### RECORDS FOR THE EXERCISE:
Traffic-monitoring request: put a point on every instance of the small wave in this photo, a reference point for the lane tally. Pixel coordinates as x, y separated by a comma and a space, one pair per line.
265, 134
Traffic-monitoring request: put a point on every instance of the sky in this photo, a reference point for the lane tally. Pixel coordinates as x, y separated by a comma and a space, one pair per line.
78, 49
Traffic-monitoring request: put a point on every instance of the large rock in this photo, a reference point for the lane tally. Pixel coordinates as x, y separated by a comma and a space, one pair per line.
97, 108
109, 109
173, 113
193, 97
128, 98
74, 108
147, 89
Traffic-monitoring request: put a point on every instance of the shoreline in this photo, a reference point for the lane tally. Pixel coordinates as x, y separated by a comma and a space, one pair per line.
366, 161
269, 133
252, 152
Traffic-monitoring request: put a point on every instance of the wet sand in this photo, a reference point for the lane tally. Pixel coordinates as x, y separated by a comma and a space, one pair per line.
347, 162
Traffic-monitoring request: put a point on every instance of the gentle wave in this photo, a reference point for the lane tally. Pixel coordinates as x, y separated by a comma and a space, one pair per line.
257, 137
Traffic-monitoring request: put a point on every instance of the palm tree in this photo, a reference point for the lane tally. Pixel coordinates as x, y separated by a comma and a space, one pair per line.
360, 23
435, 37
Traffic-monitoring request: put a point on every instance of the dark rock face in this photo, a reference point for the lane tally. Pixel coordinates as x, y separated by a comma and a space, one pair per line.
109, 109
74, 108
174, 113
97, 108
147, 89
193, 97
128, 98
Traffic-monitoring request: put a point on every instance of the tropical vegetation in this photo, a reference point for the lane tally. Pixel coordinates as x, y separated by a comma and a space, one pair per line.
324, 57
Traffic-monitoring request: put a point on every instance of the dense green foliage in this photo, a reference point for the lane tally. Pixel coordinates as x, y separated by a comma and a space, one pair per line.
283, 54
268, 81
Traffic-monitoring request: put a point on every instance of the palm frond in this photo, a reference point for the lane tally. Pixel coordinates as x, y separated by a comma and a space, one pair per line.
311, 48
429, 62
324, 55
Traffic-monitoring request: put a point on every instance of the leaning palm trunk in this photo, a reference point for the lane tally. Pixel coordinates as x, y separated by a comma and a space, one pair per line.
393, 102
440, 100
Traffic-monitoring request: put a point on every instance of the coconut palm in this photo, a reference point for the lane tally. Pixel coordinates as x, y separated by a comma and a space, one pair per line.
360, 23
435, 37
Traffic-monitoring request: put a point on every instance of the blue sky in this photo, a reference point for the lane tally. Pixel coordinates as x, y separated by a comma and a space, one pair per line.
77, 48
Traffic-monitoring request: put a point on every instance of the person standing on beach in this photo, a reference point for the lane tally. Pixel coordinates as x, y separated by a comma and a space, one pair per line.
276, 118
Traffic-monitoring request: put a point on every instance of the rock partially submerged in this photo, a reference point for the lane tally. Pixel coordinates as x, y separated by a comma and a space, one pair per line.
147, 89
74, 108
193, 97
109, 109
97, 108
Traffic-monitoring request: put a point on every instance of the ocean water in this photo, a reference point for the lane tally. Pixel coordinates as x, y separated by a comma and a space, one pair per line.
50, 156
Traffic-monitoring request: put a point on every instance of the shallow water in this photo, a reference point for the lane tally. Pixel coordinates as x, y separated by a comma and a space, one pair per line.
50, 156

### EXERCISE REQUIREMENTS:
Set down every line of the listing above again, with no changes.

### EXERCISE ANSWER:
Traffic-monitoring request: put a point on every instance of the small wave in this photo, a reference point for the lane tally. Pixel coordinates as x, y separated by a comma and a space, one pair per line.
265, 134
Traffic-monitoring request: put a point on every instance of the sky in this photo, a reference point for the lane tally. Pixel coordinates as x, y separated by a comma and a space, one pair per line.
78, 49
Traffic-monitoring request: put a point on every instance of the large rock in this photo, a reference point for the lane tally. Pixel coordinates as x, y separated by a comma and a space, one pair per line.
97, 108
109, 109
173, 113
193, 97
128, 98
74, 108
147, 89
Traffic-monitoring request: put a point on every instance of the shoreline in this photo, a reference point for the lane tally. Pixel coordinates as x, y separated by a comma and a space, one pair per line.
366, 161
269, 133
252, 152
Traffic-monitoring request: put a point on every instance of the wet sand in this photo, a reference point for the lane tally. Pixel coordinates as x, y separated by a comma and a space, one pair per line.
347, 162
Traffic-monitoring request: put a point on every instance of the gentle wave in this photo, a reference point for the lane tally. Pixel coordinates as x, y separated by a comma and a space, one pair per line.
257, 137
Traffic-monitoring request: put a point on every instance of the palm tree in this photo, a reference point for the lane tally. Pixel coordinates as x, y separated by a comma and a space, one pair per line.
360, 23
435, 37
Traffic-monitoring request: put a point on every instance of the dark rock face in this photo, a reference point for the lane tally. Pixel coordinates as x, y separated by a comma and a space, one pair per line.
109, 109
74, 108
174, 113
97, 108
147, 89
193, 97
128, 98
Traffic-monitoring request: put a point on every instance of the tropical vegetation in this photo, a reference point for the lane tally. Pixel coordinates as x, y separated by a comma and a space, one pair per line.
324, 57
Traffic-monitoring request: put a point on every instance of the dense green foliage in this photo, a reference point for the lane tally. Pixel coordinates as x, y separated by a comma and a space, one pair per line.
283, 54
268, 81
Traffic-monitoring request: put a point on every instance of the palm frond in this photo, a reference point for the lane tally. Pixel coordinates as x, y separated by a comma and a space, one pair per line.
311, 48
429, 62
324, 55
Traffic-monitoring request: put a point on every instance of the leaning palm trunk in this photo, a reference point for the lane tally. Pixel coordinates as x, y separated by a comma and a space, one pair per line.
393, 102
440, 100
Traffic-monitoring request: put a point on every instance of the coconut palm in this photo, a reference point for the lane tally. Pixel coordinates as x, y separated by a comma and a space, one pair per line.
360, 23
435, 37
Traffic-monitoring request: put a point on every instance of the blue sky in this photo, a reference point for the lane tally. Pixel coordinates as x, y separated by a comma and a space, one pair per line.
77, 48
Traffic-monitoring request: put a point on every instance of the person standing on beach in this photo, a reference point for the lane tally. Pixel coordinates as x, y separated by a comma and a space, one pair per line.
276, 118
Traffic-monitoring request: put a point on every instance of the rock partially submerged in this photo, a reference point for the lane tally. Pixel coordinates as x, y separated by a comma and a space, one pair per line.
147, 89
74, 108
193, 97
109, 109
97, 108
Traffic-monitoring request: put a point on every instance of the ocean water in this photo, a reference point for the lane tally. Pixel coordinates as x, y separated by a comma and a space, one pair per line.
50, 156
Traffic-monitoring request: put a point on every instance of the shallow water in this photo, a reference point for the lane tally. Pixel coordinates as x, y separated by a comma and a space, one pair per line.
50, 156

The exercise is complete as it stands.